____ Dataset entries

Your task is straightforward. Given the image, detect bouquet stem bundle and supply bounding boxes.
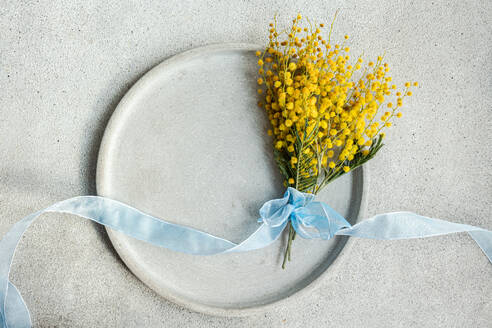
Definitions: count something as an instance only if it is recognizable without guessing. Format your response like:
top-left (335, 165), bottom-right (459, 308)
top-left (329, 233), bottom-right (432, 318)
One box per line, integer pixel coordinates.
top-left (256, 15), bottom-right (418, 268)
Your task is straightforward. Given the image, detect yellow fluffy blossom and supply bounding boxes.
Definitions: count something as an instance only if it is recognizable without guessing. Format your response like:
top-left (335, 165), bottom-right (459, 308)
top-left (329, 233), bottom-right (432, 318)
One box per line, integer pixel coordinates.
top-left (256, 15), bottom-right (418, 193)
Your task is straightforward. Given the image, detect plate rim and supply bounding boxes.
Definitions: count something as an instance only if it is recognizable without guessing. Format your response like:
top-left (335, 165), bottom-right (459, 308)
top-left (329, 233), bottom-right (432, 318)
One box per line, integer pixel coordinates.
top-left (96, 43), bottom-right (369, 317)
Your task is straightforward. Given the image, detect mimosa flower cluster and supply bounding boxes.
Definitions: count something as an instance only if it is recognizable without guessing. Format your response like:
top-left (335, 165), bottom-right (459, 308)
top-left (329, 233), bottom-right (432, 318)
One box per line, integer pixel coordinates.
top-left (256, 15), bottom-right (418, 268)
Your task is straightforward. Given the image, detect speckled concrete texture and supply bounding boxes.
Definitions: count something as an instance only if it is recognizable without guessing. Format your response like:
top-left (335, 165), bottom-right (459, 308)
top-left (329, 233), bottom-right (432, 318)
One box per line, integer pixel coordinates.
top-left (0, 0), bottom-right (492, 327)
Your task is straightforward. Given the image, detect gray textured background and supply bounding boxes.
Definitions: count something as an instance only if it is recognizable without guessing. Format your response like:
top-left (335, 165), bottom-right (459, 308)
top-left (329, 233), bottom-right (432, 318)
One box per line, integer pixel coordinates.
top-left (0, 0), bottom-right (492, 327)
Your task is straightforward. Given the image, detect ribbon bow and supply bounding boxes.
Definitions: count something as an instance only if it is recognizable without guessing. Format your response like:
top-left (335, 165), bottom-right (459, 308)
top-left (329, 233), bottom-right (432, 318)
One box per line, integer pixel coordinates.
top-left (258, 187), bottom-right (351, 240)
top-left (0, 188), bottom-right (492, 328)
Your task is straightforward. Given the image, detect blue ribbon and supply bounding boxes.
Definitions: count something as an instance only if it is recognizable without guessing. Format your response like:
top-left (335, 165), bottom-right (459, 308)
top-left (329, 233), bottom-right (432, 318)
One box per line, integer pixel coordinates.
top-left (0, 188), bottom-right (492, 328)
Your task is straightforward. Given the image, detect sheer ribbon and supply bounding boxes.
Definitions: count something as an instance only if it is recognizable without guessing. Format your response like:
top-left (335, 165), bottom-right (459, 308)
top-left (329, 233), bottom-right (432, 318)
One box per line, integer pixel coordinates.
top-left (0, 188), bottom-right (492, 328)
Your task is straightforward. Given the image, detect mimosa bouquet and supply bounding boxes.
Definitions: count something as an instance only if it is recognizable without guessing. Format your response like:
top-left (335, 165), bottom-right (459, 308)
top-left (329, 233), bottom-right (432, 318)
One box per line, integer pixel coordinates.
top-left (256, 15), bottom-right (418, 267)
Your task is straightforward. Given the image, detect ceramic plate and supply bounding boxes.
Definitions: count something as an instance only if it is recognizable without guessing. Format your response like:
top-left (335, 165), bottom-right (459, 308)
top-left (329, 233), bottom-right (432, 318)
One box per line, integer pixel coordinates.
top-left (97, 44), bottom-right (366, 315)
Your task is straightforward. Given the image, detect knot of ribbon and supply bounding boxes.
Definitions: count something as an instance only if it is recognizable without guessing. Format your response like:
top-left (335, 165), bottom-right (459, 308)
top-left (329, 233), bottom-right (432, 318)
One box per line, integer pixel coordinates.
top-left (258, 187), bottom-right (351, 240)
top-left (0, 188), bottom-right (492, 328)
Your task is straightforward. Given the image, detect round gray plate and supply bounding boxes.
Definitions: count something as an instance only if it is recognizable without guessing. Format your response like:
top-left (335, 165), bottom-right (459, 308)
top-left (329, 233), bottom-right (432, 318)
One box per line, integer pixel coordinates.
top-left (97, 44), bottom-right (365, 315)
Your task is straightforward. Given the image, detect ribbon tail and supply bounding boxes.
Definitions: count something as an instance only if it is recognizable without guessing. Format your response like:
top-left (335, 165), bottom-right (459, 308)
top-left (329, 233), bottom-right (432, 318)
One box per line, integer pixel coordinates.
top-left (336, 212), bottom-right (492, 263)
top-left (224, 221), bottom-right (287, 253)
top-left (0, 196), bottom-right (287, 328)
top-left (468, 230), bottom-right (492, 263)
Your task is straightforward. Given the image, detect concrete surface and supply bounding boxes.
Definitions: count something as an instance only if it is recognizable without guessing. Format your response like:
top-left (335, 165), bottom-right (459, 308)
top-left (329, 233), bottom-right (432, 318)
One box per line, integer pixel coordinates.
top-left (0, 0), bottom-right (492, 327)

________

### [Goal of the exercise]
Starting at the line that contains "Your task is straightforward. Given the image, detect knot" and ending at the end of the material, write those lines out again, requests included. Scale every bounding-box coordinate in the answers by 1.8 and round to whole numbers, with halves rounded up; leave the numbers in the requests and their format samples unchanged.

### [Answer in full]
Your task is straightforward. Given the image, detect knot of ribbon and supply bounding boxes.
Definitions: count something as an instance only if it is recognizable without guessing. Format your response like:
top-left (335, 165), bottom-right (459, 308)
top-left (329, 233), bottom-right (432, 318)
One box per line, integer pixel coordinates.
top-left (464, 337), bottom-right (632, 432)
top-left (0, 338), bottom-right (886, 590)
Your task is straightforward. Given the image, detect round gray plate and supply bounding boxes.
Definitions: count something as an instance only if it is recognizable without guessing. Format your response like:
top-left (335, 165), bottom-right (459, 308)
top-left (329, 233), bottom-right (432, 318)
One box per line, integer pixel coordinates.
top-left (175, 79), bottom-right (657, 567)
Your task is straightforward. Given the image, detect ribbon tail and supply bounding boxes.
Definitions: count something as an instance only if it is recognizable without guessing. Format your response like:
top-left (335, 165), bottom-right (459, 308)
top-left (329, 233), bottom-right (432, 318)
One box per line, integer pixel coordinates.
top-left (605, 382), bottom-right (886, 473)
top-left (403, 398), bottom-right (517, 455)
top-left (0, 353), bottom-right (517, 590)
top-left (842, 414), bottom-right (886, 473)
Your task is straightforward. Given the image, detect concrete surface and supply bounding boxes.
Definitions: count something as an instance only if it is recognizable without guessing. Format your response like:
top-left (335, 165), bottom-right (459, 308)
top-left (329, 233), bottom-right (432, 318)
One box per line, integer pixel coordinates.
top-left (0, 0), bottom-right (886, 589)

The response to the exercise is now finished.